# PROBLEM DESCRIPTION
Restate the data word for word and leave the images out.

# SUPPLIED ENTRIES
[Begin]

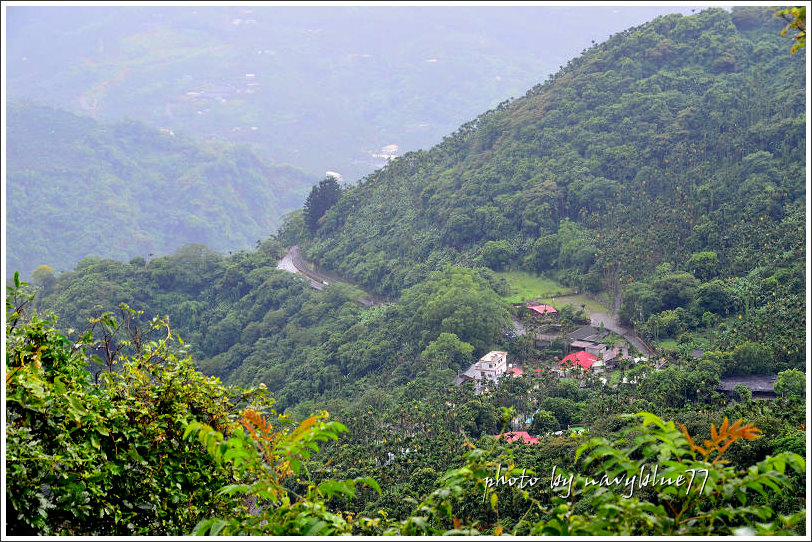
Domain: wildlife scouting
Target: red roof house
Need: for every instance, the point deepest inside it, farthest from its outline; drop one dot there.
(542, 310)
(582, 359)
(523, 436)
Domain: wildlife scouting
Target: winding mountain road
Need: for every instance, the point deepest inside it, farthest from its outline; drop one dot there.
(611, 322)
(294, 263)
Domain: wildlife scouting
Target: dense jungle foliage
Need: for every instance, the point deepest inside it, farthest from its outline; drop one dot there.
(692, 221)
(77, 188)
(666, 164)
(148, 445)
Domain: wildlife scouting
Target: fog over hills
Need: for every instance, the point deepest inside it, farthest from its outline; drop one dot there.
(321, 88)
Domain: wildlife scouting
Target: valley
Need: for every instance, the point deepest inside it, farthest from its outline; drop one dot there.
(601, 278)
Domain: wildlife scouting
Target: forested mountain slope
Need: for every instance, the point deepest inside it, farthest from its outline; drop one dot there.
(680, 136)
(79, 188)
(322, 88)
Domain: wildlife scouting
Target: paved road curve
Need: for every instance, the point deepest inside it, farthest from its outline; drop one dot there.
(611, 322)
(294, 263)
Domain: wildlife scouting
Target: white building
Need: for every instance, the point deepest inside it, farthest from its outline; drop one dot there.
(491, 366)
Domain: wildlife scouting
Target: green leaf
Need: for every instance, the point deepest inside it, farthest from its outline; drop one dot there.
(315, 528)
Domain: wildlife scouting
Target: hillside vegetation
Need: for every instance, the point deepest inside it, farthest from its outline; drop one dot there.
(663, 169)
(320, 88)
(666, 164)
(79, 188)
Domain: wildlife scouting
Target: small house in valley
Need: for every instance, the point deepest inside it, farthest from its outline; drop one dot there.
(491, 366)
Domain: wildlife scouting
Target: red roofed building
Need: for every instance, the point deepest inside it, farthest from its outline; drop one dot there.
(542, 310)
(514, 436)
(583, 359)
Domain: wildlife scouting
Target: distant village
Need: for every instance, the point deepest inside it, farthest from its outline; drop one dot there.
(591, 352)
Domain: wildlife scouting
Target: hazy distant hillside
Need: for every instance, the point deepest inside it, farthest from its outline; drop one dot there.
(320, 88)
(78, 188)
(683, 135)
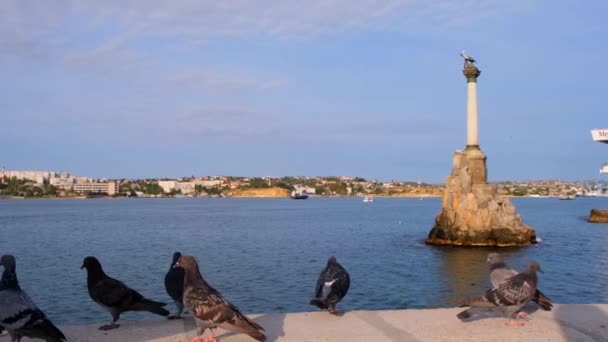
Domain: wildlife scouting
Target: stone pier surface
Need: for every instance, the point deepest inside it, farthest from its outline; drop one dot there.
(567, 322)
(598, 216)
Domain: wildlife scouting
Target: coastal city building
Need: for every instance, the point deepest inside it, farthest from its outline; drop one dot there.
(101, 187)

[End]

# TASK OUTPUT
Domain: wildlife scouting
Target: red roof house
Need: for every instance, the point deepest inside it, farthest from its outline; drop one dot there.
(542, 310)
(582, 359)
(523, 436)
Domain: wildlife scouting
Target: winding mountain road
Need: for every instance, the point deepest inside it, farthest from its outline; drop one dot there.
(611, 322)
(294, 263)
Domain: wildlife scouting
Target: dense jungle foliage
Need: for every instance, the point deepest inside it, farthest from its outline; drop one dot there.
(692, 221)
(77, 188)
(666, 164)
(148, 445)
Domain: wildlife scouting
Target: fog over hills
Need: for every instance, the point deepest inside it, farthest from its outline; drop one dot there.
(321, 88)
Domain: wildlife scouting
Target: valley
Need: for every instance, the point deepest inside it, farthest from its outline; drop one dot there.
(601, 278)
Domain: wildlife scouting
Target: forested mountain slope
Need: for every instance, the point deepest inside it, farthest from its outline; drop one dot there.
(680, 136)
(79, 188)
(322, 88)
Domain: wildlife scouting
Target: paved road curve
Need: for every instance, the point deepest inside it, farthest from its outline; drop one dot there.
(611, 322)
(294, 263)
Domain: wildlife scouting
Target: white building
Need: for every instance, the point deepest inside it, farthest from its outline; drop one dot there.
(491, 366)
Domain: wildlife scouting
Target: green leaf
Need: for every instance, the point deepest inside it, farthest from its outline; drop one dot there.
(315, 528)
Domain: wildlife scouting
Target: hillside vegetation
Need: for every instance, the point deepest inside it, farthest from its outline; drop one dot there.
(663, 169)
(320, 88)
(666, 164)
(79, 188)
Domain: wildlife scouting
Target: small house in valley
Need: for every instance, the point deepest inside it, farthest from its outline; drop one dot there.
(491, 366)
Domain: wildlife scouting
Target: red roofed building
Need: for every instance, the point deepest inside it, farthest from its outline; drop one dot there.
(542, 310)
(514, 436)
(583, 359)
Domain: wildlife scouting
Target: distant village
Need: for every instance, the point deepest inside it, farthest from its outline; drop one dot there.
(591, 352)
Domain: wildlife scouting
Target: hazy distant hillside
Need: for every instance, the point deepest inside it, farthest from its outline; drop one dot there.
(320, 88)
(78, 188)
(683, 135)
Domain: wildlife scouting
Target: stone pier surface
Need: for every instance, the point deepest inside it, farthest from its outline; drop one dot there.
(567, 322)
(598, 216)
Domain: wildlife scouting
Target: coastal city building
Need: for every instance, the point deepest inside it, farthest from its outline; drop one dot there.
(101, 187)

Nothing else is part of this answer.